◆ **What you will do**
Quote every one of the lines below verbatim, without changing, adding, or omitting anything.

________________________________________

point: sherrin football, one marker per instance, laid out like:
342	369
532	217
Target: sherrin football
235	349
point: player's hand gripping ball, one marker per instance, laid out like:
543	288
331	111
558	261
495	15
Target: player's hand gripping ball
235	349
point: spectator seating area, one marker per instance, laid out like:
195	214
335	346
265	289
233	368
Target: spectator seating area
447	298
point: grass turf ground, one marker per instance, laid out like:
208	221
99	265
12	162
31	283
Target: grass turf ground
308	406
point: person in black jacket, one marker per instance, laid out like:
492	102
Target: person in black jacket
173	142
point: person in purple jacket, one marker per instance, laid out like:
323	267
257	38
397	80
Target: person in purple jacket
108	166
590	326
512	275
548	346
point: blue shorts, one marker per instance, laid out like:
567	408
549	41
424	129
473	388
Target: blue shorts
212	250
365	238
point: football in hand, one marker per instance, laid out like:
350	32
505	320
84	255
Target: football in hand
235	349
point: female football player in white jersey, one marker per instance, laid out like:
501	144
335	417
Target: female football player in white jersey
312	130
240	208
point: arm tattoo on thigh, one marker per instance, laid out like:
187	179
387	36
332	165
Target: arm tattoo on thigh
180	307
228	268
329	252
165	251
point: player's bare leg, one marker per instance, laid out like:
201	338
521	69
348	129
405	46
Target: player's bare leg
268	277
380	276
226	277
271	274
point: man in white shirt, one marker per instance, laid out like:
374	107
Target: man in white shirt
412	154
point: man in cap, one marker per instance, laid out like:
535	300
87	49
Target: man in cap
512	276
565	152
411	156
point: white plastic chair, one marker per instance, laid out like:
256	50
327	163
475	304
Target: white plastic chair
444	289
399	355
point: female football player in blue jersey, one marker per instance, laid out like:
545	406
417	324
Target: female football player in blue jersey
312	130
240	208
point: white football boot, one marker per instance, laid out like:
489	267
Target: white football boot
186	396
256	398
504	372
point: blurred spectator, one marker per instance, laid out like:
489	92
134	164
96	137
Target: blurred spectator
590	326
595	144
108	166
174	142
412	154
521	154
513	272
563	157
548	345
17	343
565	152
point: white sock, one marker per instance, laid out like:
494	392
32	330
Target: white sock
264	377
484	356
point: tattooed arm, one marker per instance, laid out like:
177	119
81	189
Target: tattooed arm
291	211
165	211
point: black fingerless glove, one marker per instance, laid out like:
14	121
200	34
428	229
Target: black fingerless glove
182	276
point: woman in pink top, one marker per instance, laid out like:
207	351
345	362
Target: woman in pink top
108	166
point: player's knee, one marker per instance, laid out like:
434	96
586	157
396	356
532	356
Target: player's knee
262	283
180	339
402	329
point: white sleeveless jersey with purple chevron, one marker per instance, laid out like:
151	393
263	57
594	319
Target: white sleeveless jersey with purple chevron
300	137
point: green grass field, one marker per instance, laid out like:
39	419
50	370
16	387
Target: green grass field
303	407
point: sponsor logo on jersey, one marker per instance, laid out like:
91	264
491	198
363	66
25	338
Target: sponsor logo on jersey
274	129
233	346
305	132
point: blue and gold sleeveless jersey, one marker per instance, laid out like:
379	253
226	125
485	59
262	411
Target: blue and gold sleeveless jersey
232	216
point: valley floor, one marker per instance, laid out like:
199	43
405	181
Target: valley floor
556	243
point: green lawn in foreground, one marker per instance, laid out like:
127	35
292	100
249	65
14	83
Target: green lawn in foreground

________________________________________

◆ **Response**
point: sherrin football, one marker per instance, laid out like:
342	369
532	217
Target: sherrin football
235	349
point: player's hand gripping ball, one marker per instance, laid out like:
543	288
331	111
558	261
495	15
Target: player's hand gripping ball
235	349
point: spectator seating area, one marker per instance, laid out like:
195	214
335	346
265	289
233	368
Target: spectator seating area
447	298
point: grass turf ground, one marker per instance, laid out like:
208	221
99	265
12	162
31	283
Target: grass turf ground
308	406
point: person in black jacket, one marker per instance, laid out like:
492	102
Target: person in black jacket
173	142
point: person in purple jacket, one marker per instance, laid out like:
323	267
257	38
397	80
Target: person in purple jacket
108	166
590	326
512	275
548	346
point: blue shorts, one marker per instance, laid out like:
567	408
549	41
424	129
473	388
Target: blue shorts
212	250
365	238
point: football in hand, one marker per instance, laid out like:
350	32
505	320
84	255
Target: football in hand
235	349
point: female football player in white jersey, one marker per instance, laid out like:
501	144
335	417
Target: female football player in white jersey
312	130
240	208
point: arm tattoo on thigh, one marker per instance, laid out like:
187	179
387	36
332	165
Target: arm tattoo on thigh
180	307
228	268
329	252
165	251
point: player's bare leg, one marker per instance, laid out like:
201	338
521	69
348	129
405	46
Target: player's bare leg
268	277
380	276
226	277
271	274
point: man in white shirt, one marker per instance, laid out like:
374	107
Target: man in white shirt
412	154
point: man in cap, one marker per instance, laid out like:
535	300
87	49
Target: man in cap
512	276
565	152
411	156
point: white plastic chair, one marker per instance, laid out like:
256	50
327	163
475	304
Target: white plastic chair
444	289
399	355
point: female football player in blue jersey, one marker per instance, laid out like:
545	406
417	324
Target: female football player in blue jersey
312	130
240	208
point: white football boot, one marker per instance, laid out like:
489	267
Target: white football boot
186	396
256	398
504	372
point: blurred spectator, one marker per instance, laid out like:
489	92
134	164
96	137
Target: blurred spectator
590	326
595	144
108	166
174	142
412	154
521	154
513	272
563	157
548	345
17	343
565	152
point: white sock, one marker per instance, laid out like:
494	392
32	330
Target: white sock
264	377
484	356
point: tattooed arm, one marker per instance, laid out like:
177	119
81	189
Target: tattooed arm
291	211
165	211
point: black fingerless glove, one marker per instance, laid out like:
14	121
200	34
428	229
Target: black fingerless glove
182	276
point: woman in pink top, one marker per instance, laid out like:
207	351
345	362
Target: woman in pink top
108	166
point: player's knee, one marker per instance, laid out like:
434	96
586	157
396	356
532	356
Target: player's knee
262	283
180	339
402	329
point: white sleeveless jersey with purple chevron, one marker per instance, laid out like:
151	393
263	57
594	319
Target: white sleeveless jersey with purple chevron
300	137
point: green grass field, one marker per instance, laid out like:
39	419
50	370
16	387
Target: green grass field
303	407
point: sponsor logo on jersey, one marker per instance, laid out like:
91	264
491	198
363	66
25	338
Target: sponsor logo on jersey
274	129
233	346
305	132
point: blue and gold sleeveless jersey, one marker per instance, laid out like:
379	253
226	125
485	59
262	411
Target: blue and gold sleeveless jersey
232	216
point: valley floor, one marker per instance, laid out like:
199	43
405	181
Target: valley floor
556	243
point: green lawn in foreground, one marker per instance, laid out like:
127	35
292	100
249	65
14	83
Target: green lawn in foreground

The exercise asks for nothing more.